"""
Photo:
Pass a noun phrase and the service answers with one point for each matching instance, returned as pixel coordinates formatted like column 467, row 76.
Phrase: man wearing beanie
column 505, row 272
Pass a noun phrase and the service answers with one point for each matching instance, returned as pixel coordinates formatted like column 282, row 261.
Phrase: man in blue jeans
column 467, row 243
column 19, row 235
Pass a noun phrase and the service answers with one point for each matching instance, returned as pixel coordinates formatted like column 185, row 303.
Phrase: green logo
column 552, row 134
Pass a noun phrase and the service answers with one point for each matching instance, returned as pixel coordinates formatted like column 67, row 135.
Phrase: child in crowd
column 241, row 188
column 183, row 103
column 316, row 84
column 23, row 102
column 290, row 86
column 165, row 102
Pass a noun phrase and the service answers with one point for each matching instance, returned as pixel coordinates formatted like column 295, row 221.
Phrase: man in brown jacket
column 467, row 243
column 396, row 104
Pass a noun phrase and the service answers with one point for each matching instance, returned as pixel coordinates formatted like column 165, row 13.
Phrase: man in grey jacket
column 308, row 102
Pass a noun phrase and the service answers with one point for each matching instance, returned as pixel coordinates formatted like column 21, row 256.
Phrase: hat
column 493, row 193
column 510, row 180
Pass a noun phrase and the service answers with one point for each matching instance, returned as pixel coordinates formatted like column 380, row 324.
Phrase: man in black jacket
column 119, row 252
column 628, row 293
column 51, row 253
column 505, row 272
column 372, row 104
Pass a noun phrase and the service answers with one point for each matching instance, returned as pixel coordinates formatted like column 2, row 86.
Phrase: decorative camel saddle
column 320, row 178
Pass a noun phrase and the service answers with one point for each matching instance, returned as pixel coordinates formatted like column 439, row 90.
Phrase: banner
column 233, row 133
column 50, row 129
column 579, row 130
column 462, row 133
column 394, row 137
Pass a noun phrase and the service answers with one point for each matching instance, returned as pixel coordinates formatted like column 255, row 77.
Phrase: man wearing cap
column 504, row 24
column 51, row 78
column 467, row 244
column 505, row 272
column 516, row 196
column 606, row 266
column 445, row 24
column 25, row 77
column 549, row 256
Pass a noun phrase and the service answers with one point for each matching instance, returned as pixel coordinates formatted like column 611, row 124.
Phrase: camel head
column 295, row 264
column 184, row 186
"""
Work instructions.
From the data above, copy every line where "answers" appears.

Exercise response.
Pass a noun phrase and the service answers with one point for each matching instance, returned as pixel coordinates formatted like column 467, row 76.
Pass a noun phrase and the service answers with one point for each matching instance, returned as pixel coordinates formatted like column 282, row 261.
Pass a noun phrase and the service answers with one point for each matching instance, returned as pixel coordinates formatted like column 185, row 303.
Pass a noun phrase and the service answers with one point for each matching instance, returned as pixel coordinates formatted like column 67, row 135.
Pass a noun phrase and the service answers with one point for each matching instance, returned as pixel coordinates formatted like column 295, row 221.
Pass a noun phrase and the service answers with one point for each matching instance, returned as pixel coordinates formatted like column 165, row 13.
Pass a noun phrase and the service answers with one point for each matching instance, returned as pixel coordinates formatted like column 21, row 256.
Pass a noun phrase and the service answers with one point for each matching instance, returned as pixel coordinates formatted like column 380, row 324.
Pass a noun phrase and the service answers with one point for each matching instance, returned as pixel coordinates formatted like column 2, row 86.
Pass a noun phrase and the service answers with one point for each matching instance, returned as pixel coordinates formatted like column 439, row 90.
Pass a noun phrase and the service answers with one point for each matching instance, returned as pixel coordinates formatted like column 255, row 77.
Pass a noun phrase and the service answers with one point for each matching instance, returned as pixel coordinates formatted like column 611, row 124.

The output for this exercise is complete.